(DIRECTIONS FOR THIS TASK) Everything from the line containing "Target: drink bottle with juice" through the line containing "[locate] bare forearm" should be repeated exactly, and nothing else from the data.

(MATERIALS PROVIDED)
=== Begin Enclosure ===

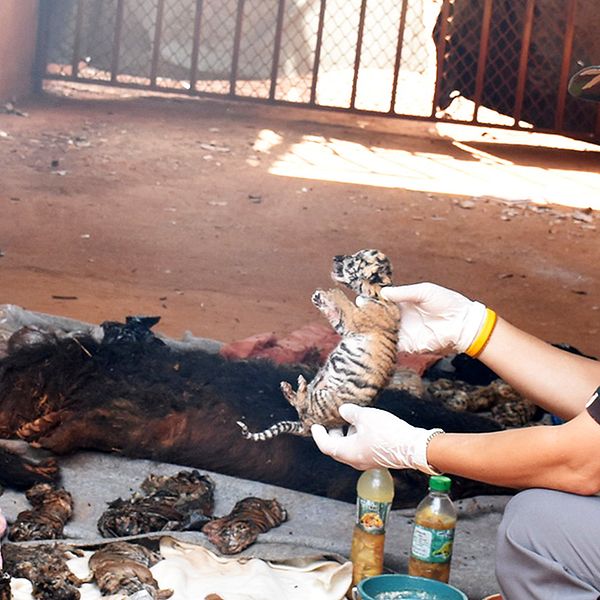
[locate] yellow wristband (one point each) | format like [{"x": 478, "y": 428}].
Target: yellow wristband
[{"x": 484, "y": 334}]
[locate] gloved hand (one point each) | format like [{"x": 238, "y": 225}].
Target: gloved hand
[
  {"x": 436, "y": 319},
  {"x": 377, "y": 439}
]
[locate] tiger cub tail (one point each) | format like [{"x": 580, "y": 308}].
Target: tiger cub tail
[{"x": 293, "y": 427}]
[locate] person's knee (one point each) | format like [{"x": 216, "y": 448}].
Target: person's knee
[{"x": 525, "y": 519}]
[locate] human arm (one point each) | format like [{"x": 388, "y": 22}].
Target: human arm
[
  {"x": 437, "y": 319},
  {"x": 559, "y": 381},
  {"x": 562, "y": 457}
]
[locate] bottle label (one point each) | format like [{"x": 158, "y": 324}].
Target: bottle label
[
  {"x": 372, "y": 516},
  {"x": 432, "y": 545}
]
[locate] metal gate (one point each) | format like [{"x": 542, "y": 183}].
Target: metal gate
[{"x": 501, "y": 63}]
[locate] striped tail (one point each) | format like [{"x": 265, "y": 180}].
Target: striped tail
[{"x": 293, "y": 427}]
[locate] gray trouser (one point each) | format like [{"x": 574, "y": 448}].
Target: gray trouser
[{"x": 548, "y": 547}]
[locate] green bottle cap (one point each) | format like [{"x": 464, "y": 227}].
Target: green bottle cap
[{"x": 440, "y": 483}]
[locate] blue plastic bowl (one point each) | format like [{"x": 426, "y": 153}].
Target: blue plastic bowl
[{"x": 423, "y": 588}]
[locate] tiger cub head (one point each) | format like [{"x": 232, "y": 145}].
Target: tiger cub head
[{"x": 364, "y": 272}]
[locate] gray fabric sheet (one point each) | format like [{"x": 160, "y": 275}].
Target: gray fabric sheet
[{"x": 315, "y": 525}]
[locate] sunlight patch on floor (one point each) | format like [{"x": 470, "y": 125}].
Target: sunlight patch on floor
[{"x": 458, "y": 167}]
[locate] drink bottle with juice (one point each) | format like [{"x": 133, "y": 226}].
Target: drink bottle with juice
[
  {"x": 433, "y": 532},
  {"x": 375, "y": 492}
]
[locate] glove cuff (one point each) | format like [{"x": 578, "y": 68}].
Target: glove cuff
[
  {"x": 472, "y": 319},
  {"x": 485, "y": 331},
  {"x": 419, "y": 458}
]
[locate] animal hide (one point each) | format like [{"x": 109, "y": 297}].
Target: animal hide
[{"x": 132, "y": 394}]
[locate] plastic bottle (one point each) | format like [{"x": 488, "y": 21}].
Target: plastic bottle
[
  {"x": 433, "y": 532},
  {"x": 375, "y": 492}
]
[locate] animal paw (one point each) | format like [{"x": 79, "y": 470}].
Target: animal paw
[
  {"x": 318, "y": 299},
  {"x": 245, "y": 431},
  {"x": 288, "y": 391}
]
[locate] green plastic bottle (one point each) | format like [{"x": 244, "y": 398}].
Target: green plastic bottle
[
  {"x": 375, "y": 492},
  {"x": 433, "y": 532}
]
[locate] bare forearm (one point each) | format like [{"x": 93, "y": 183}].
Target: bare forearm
[
  {"x": 556, "y": 457},
  {"x": 557, "y": 380}
]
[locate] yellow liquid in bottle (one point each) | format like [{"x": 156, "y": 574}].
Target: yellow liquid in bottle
[{"x": 375, "y": 485}]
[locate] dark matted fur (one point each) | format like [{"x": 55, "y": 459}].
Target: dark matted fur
[{"x": 140, "y": 398}]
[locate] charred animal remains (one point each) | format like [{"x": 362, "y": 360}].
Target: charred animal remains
[
  {"x": 133, "y": 394},
  {"x": 124, "y": 568},
  {"x": 52, "y": 508},
  {"x": 182, "y": 502},
  {"x": 22, "y": 466},
  {"x": 45, "y": 565},
  {"x": 240, "y": 528},
  {"x": 364, "y": 360}
]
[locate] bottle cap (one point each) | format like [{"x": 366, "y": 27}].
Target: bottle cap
[{"x": 440, "y": 483}]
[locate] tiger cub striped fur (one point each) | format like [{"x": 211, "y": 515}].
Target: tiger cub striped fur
[{"x": 364, "y": 360}]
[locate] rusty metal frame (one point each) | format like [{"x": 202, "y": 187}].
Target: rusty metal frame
[{"x": 44, "y": 22}]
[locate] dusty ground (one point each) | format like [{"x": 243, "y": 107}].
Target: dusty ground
[{"x": 222, "y": 218}]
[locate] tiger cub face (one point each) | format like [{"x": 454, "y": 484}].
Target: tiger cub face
[{"x": 364, "y": 272}]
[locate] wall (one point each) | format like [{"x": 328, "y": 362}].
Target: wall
[{"x": 18, "y": 27}]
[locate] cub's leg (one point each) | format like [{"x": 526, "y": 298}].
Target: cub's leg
[
  {"x": 337, "y": 308},
  {"x": 299, "y": 398}
]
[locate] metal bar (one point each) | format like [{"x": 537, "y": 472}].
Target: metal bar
[
  {"x": 117, "y": 41},
  {"x": 319, "y": 45},
  {"x": 196, "y": 45},
  {"x": 41, "y": 49},
  {"x": 585, "y": 136},
  {"x": 160, "y": 10},
  {"x": 359, "y": 41},
  {"x": 77, "y": 40},
  {"x": 484, "y": 44},
  {"x": 399, "y": 46},
  {"x": 277, "y": 49},
  {"x": 559, "y": 117},
  {"x": 441, "y": 52},
  {"x": 236, "y": 47},
  {"x": 524, "y": 60}
]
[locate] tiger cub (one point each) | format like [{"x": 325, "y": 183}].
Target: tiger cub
[{"x": 364, "y": 360}]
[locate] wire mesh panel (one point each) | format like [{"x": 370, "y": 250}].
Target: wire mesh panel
[{"x": 493, "y": 62}]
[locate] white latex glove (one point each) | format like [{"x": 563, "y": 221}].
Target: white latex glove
[
  {"x": 377, "y": 439},
  {"x": 435, "y": 319},
  {"x": 2, "y": 531}
]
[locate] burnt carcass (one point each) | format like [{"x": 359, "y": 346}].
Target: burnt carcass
[
  {"x": 124, "y": 568},
  {"x": 137, "y": 396},
  {"x": 45, "y": 566},
  {"x": 52, "y": 508},
  {"x": 182, "y": 502},
  {"x": 239, "y": 529}
]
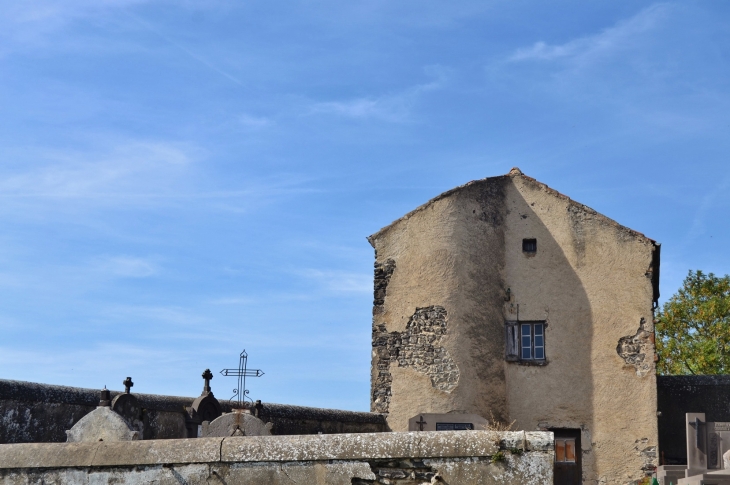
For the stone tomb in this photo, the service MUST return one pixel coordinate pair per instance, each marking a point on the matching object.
(446, 422)
(102, 424)
(708, 451)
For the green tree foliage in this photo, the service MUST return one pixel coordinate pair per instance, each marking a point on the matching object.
(693, 327)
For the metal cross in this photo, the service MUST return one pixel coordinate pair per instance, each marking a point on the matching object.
(242, 372)
(127, 384)
(207, 376)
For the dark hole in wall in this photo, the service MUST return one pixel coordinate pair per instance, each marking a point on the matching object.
(529, 245)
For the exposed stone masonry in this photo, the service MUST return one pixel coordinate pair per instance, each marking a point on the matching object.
(418, 348)
(638, 349)
(383, 273)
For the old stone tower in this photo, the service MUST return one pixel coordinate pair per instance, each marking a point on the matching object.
(505, 297)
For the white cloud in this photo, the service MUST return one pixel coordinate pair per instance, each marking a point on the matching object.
(128, 267)
(250, 121)
(621, 36)
(341, 281)
(393, 107)
(135, 168)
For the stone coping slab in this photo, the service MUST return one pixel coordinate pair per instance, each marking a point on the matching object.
(23, 391)
(360, 446)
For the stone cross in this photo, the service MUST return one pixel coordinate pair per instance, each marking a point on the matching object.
(207, 375)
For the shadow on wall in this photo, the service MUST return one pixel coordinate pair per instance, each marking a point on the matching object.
(546, 249)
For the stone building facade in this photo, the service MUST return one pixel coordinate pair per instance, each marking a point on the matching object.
(505, 298)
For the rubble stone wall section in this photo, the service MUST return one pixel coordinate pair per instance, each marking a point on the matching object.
(447, 457)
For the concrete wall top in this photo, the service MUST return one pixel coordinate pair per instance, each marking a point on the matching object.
(425, 444)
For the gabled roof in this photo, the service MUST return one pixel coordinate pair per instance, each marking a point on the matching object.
(516, 172)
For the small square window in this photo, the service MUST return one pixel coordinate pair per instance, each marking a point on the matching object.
(529, 245)
(526, 341)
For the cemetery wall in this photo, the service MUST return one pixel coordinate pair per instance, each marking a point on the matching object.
(592, 282)
(678, 395)
(31, 412)
(450, 457)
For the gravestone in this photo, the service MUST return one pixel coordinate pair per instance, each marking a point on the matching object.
(128, 407)
(707, 445)
(102, 424)
(204, 408)
(446, 422)
(238, 423)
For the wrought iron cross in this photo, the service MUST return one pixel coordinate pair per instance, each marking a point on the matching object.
(127, 384)
(242, 372)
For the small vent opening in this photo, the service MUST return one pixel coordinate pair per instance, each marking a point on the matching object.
(529, 245)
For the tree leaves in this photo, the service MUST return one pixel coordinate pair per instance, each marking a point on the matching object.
(693, 327)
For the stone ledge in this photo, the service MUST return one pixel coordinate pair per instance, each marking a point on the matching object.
(360, 446)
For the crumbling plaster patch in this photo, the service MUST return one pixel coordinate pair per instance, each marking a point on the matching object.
(418, 347)
(638, 350)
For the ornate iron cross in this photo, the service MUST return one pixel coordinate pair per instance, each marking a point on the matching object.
(242, 372)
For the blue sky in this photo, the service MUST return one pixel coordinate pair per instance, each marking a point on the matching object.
(181, 180)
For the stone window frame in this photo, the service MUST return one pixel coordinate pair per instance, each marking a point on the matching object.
(514, 342)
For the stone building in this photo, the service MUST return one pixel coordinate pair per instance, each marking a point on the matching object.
(503, 297)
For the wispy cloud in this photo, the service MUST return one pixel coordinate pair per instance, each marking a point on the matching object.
(620, 36)
(128, 168)
(394, 107)
(250, 121)
(341, 281)
(127, 267)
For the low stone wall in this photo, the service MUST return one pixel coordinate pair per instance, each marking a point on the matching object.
(41, 413)
(678, 395)
(447, 457)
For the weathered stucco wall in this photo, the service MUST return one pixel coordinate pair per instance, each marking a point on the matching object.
(591, 280)
(31, 412)
(437, 259)
(456, 457)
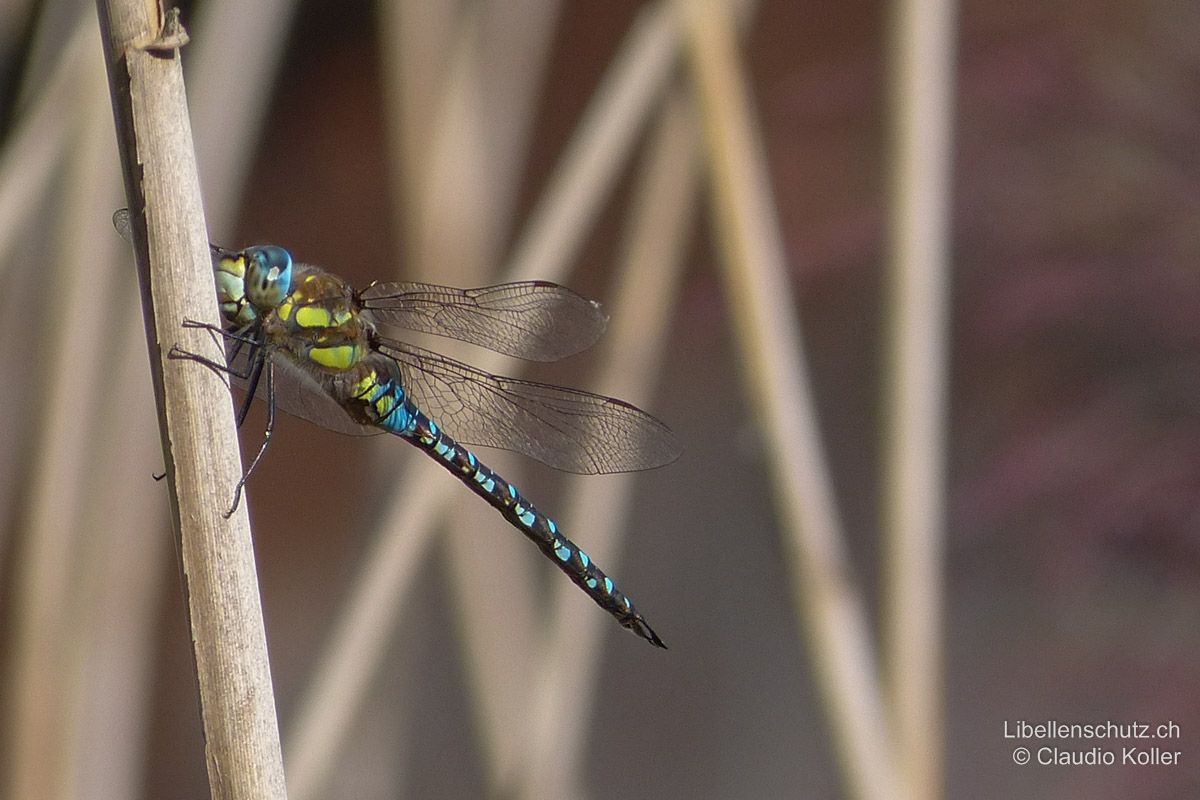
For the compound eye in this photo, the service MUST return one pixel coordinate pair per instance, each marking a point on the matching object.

=== End Enclosure ===

(TASK OUTPUT)
Target: drink bottle with juice
[
  {"x": 433, "y": 532},
  {"x": 375, "y": 492}
]
[locate] glove cuff (one point each) | format like [{"x": 578, "y": 68}].
Target: glove cuff
[
  {"x": 472, "y": 319},
  {"x": 485, "y": 331},
  {"x": 419, "y": 458}
]
[locate] animal hide (one point each) | format like [{"x": 109, "y": 297}].
Target: animal hide
[{"x": 132, "y": 394}]
[locate] plastic bottle (one point each) | format like [{"x": 488, "y": 21}].
Target: plastic bottle
[
  {"x": 433, "y": 532},
  {"x": 375, "y": 492}
]
[locate] animal paw (one point each) | format like [{"x": 79, "y": 470}].
Target: animal paw
[
  {"x": 318, "y": 299},
  {"x": 245, "y": 431},
  {"x": 288, "y": 391}
]
[locate] green plastic bottle (one point each) | format like [{"x": 244, "y": 398}].
Target: green plastic bottle
[
  {"x": 375, "y": 492},
  {"x": 433, "y": 532}
]
[locate] bare forearm (one point each) | format like [{"x": 93, "y": 183}].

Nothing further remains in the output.